• Exercise requirements:
- A) Swap "cookie-cutter" for "uniform" in everything from "MK: In a way, the" down to "very cookie-cutter environment?" in the John Waters interview, and give that passage again.
- B) Summarize the John Waters interview in two sentences.
- C) Continue the John Waters interview from its last line.
** START Text **
With Stanford's Jon Davies and Michael Kinney
 

John Waters has been called The Sultan of Sleaze, The Prince of Puke, and The King of Schlock—all titles he wears proudly. In advance of his appearance at with Stanford Live, we invited two aficionados of the iconic Baltimore-born filmmaker to share their insights. Jon Davies, a Ph.D. student in Stanford’s Department of Art and Art History, wrote an M.A. thesis called “Trash Is Truth” on queer performance in American underground film with a chapter on Waters and his longtime collaborator Divine. Michael Kinney, a Ph.D. student in musicology at Stanford, has presented papers on Waters' use of music in developing an aesthetic of disgust. 


What makes John Waters a distinctly American filmmaker?

 

MK: In a way, the people around John Waters all had these relatively tame upbringings but also these extreme personalities that were maybe only the product of having lived in suburban areas. How do you reconcile this other personality or identity within that very cookie-cutter environment?

 

JD: Yeah, and that seems to get taken up in the way John Waters talks about his past and Divine as well. There’s that book by Divine’s mother and the joy of it is seeing Divine through her eyes and just that idea that Divine could emerge from the most banal circumstances.
** END Text **
** START Provided material **
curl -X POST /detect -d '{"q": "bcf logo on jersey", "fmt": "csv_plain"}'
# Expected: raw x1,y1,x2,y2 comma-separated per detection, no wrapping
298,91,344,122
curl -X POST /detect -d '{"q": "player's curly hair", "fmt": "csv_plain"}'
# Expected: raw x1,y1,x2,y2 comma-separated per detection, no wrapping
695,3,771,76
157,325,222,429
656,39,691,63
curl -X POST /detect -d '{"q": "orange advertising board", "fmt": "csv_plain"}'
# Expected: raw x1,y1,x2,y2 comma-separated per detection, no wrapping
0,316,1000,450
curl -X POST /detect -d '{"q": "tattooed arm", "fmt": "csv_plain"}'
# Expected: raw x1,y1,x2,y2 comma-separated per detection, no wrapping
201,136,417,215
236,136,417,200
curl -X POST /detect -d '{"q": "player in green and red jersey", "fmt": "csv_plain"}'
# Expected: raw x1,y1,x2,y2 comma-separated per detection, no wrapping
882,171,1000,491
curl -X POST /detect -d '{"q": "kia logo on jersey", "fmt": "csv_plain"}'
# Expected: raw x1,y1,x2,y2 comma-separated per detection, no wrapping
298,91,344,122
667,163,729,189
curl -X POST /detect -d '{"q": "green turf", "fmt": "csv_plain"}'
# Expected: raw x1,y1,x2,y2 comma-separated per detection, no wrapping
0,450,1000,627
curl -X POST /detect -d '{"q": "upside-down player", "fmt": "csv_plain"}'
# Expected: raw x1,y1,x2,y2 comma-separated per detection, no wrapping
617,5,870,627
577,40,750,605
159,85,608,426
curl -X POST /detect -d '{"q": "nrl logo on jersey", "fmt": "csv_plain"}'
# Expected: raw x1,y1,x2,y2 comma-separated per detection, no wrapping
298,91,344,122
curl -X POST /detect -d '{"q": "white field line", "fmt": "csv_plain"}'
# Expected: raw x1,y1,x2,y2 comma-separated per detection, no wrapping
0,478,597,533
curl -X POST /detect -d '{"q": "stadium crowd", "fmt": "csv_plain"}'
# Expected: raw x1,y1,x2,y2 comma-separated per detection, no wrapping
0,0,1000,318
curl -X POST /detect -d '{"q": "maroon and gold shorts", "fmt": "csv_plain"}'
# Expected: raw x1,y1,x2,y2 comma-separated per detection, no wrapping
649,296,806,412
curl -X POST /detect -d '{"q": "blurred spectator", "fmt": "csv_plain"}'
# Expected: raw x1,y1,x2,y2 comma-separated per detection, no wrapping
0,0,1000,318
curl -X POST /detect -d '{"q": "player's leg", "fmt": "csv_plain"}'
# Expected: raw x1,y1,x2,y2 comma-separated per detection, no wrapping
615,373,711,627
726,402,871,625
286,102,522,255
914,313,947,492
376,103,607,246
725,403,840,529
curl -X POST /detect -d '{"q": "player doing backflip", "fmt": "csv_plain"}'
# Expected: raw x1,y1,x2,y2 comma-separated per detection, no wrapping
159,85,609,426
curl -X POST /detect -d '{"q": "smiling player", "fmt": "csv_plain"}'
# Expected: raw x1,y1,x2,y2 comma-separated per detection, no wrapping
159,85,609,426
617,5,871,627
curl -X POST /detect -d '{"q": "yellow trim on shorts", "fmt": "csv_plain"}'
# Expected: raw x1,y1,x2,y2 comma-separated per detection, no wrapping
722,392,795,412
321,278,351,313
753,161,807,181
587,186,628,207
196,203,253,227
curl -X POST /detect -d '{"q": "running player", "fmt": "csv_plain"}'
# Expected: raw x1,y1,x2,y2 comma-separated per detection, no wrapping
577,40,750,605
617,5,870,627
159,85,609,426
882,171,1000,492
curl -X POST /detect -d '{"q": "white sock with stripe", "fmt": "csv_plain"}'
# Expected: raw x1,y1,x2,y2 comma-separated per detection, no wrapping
** END Provided material **
• Responses for each task:
- A)
MK: In a way, the people around John Waters all had these relatively tame upbringings but also these extreme personalities that were maybe only the product of having lived in suburban areas. How do you reconcile this other personality or identity within that very uniform environment?

- B) Ahead of John Waters' appearance with Stanford Live, two Stanford Ph.D. students, Jon Davies and Michael Kinney, share their insights on the Baltimore-born filmmaker, who proudly wears titles like The Sultan of Sleaze. Kinney observes that the people around Waters had relatively tame suburban upbringings but extreme personalities, and Davies adds that a book by Divine's mother shows how Divine could emerge from the most banal circumstances.

- C)
MK: And have a very “normal” upbringing as kind of the epitome of this stereotypical queer kid in 1960s America then flourishing after he finds other like-minded people. That’s an interesting part about the Dreamlanders [Waters’ cast and crew of regulars] and John Waters, that they all kind of found each other through, or despite, those normalized American environments.



 

What role does nostalgia play in the worlds that John Waters creates?

 

MK: For me, Nostalgia is connected to his ability to stand back and say, you know, this whole ideal of the American Dream is very strange. I think that the nostalgic worlds he creates critique his upbringing and the normalcy that is often associated with mid-century suburban domesticity.

 

JD: I think there is a nostalgia for queer identity as something monstrous and criminal. The Life magazine exposé on homosexuality in America came out in 1964, which was when Waters was making his first short films. There was the beginning of a sea change. I think he understood that being seen as a problem or perversion has a lot of power to it. His films always seemed to be looking back on a model of queer identity that was prior to “liberation.”


 

How does music contribute to his subversive cinematic aesthetic?

 

MK: In Waters’ early films, he uses a mix of many different genres to enhance his aesthetic of trash. But he also uses songs that are often the B-sides of records. Like in Pink Flamingos you have this early proto-punk, surfer rock B-sides that no one’s ever heard of and I think that kind of adds that grittiness. But also in Pink Flamingos, you also have songs like Little Richard’s “The Girl Can’t Help It” that are used as musical backing for Divine walking through downtown Baltimore. And it’s very clear that they’re appropriating this Jayne Mansfield image for Divine in this very ironic way. Irony is key to how music is used in Waters’ films.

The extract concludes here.